*** Begin section ***

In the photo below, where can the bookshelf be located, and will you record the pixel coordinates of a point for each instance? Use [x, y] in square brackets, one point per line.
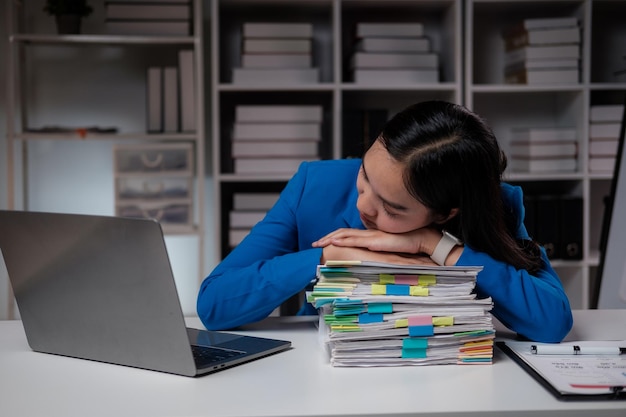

*** End section ***
*** Begin section ***

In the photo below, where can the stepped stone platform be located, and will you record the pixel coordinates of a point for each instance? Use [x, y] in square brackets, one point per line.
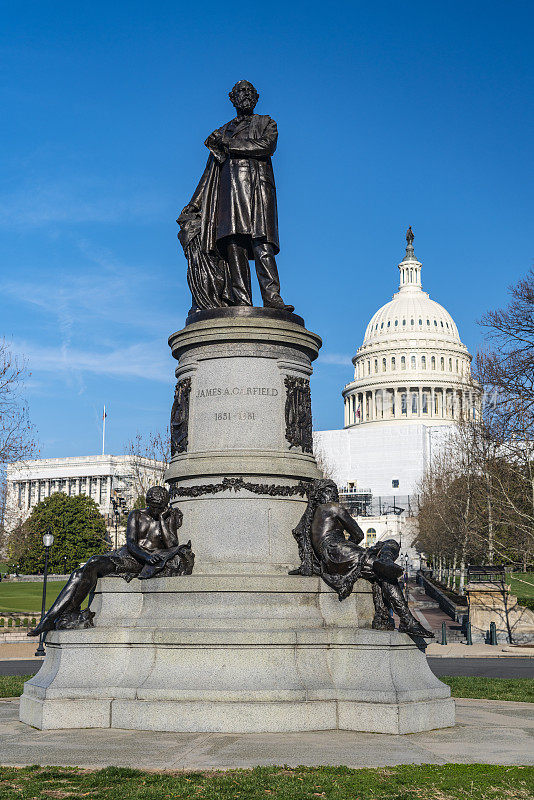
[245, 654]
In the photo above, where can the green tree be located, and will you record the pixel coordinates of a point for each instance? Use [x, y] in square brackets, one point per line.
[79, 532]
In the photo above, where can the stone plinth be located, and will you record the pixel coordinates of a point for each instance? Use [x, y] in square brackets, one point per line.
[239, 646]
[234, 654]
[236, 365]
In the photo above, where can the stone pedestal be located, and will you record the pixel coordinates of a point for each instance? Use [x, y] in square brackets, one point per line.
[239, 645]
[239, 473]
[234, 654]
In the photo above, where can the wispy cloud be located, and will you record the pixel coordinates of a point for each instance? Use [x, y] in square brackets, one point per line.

*** End section ***

▶ **WHAT THIS TASK INVOLVES**: Look through the entries above and quote exactly the lines from the line with "In the photo above, where can the stone pedestal" to the line with "In the photo above, where can the wispy", counting both of those lines.

▶ **RESPONSE FOR THIS EXERCISE**:
In the photo above, where can the stone pedestal be located, and will you record the pixel coordinates of a point for each instance? Use [x, y] in square brackets, one point per line.
[239, 645]
[239, 473]
[234, 654]
In the photo above, where can the wispy cloud be located, and will you record the pixel coordinates of a point for each instance? Use [x, y] in square brackets, one point per line.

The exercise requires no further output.